§ **RECORDS SUPPLIED**

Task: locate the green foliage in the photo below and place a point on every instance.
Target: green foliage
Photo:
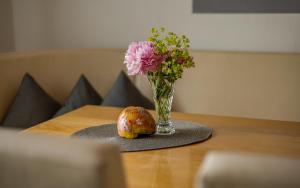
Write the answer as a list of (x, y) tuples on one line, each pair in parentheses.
[(175, 50)]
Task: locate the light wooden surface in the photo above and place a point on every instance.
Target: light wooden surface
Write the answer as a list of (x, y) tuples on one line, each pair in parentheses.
[(177, 167)]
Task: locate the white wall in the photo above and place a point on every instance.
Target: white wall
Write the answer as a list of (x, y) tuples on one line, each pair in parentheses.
[(6, 26), (115, 23)]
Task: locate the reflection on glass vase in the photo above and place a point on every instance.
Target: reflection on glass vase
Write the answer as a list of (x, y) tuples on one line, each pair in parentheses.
[(163, 91)]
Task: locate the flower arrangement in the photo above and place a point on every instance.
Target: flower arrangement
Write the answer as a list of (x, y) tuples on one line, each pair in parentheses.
[(162, 55), (162, 58)]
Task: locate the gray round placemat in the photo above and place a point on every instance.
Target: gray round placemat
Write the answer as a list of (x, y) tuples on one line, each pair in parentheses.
[(186, 133)]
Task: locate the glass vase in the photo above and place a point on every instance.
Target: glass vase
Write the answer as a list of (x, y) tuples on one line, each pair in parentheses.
[(163, 92)]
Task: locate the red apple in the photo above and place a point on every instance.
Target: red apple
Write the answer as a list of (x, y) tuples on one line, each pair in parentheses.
[(134, 121)]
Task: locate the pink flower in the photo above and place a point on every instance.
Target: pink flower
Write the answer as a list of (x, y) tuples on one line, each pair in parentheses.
[(141, 58)]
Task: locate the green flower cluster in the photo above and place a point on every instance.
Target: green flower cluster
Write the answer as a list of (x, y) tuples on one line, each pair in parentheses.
[(175, 51)]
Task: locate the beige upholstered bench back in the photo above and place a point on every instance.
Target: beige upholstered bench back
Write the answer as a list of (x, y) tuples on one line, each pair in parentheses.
[(256, 85)]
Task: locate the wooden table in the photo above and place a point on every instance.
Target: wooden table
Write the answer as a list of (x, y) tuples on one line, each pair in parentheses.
[(177, 167)]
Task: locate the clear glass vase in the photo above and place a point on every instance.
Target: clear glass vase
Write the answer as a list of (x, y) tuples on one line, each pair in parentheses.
[(163, 92)]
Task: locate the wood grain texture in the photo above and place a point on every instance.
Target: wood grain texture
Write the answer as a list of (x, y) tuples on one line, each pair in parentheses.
[(177, 167)]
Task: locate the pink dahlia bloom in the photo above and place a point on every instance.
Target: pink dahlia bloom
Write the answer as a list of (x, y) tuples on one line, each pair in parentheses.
[(141, 58)]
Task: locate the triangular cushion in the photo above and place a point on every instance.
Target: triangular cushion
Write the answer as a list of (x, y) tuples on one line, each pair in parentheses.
[(31, 106), (124, 93), (82, 94)]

§ **WHAT THIS TASK INVOLVES**
Format everything from the start of the data down to the line containing "[(175, 50)]", both ends included, as a two-column CSV with the headers "input" and "label". Give one row for each text and its answer, quote every field, replace line breaks with spaces, and leave the picture out.

§ **ANSWER**
input,label
"Task: locate the green foliage in the photo below and place a point on every instance. Target: green foliage Photo: Write the answer as a list of (x, y) tuples on one line, each pair in parentheses.","[(175, 50)]"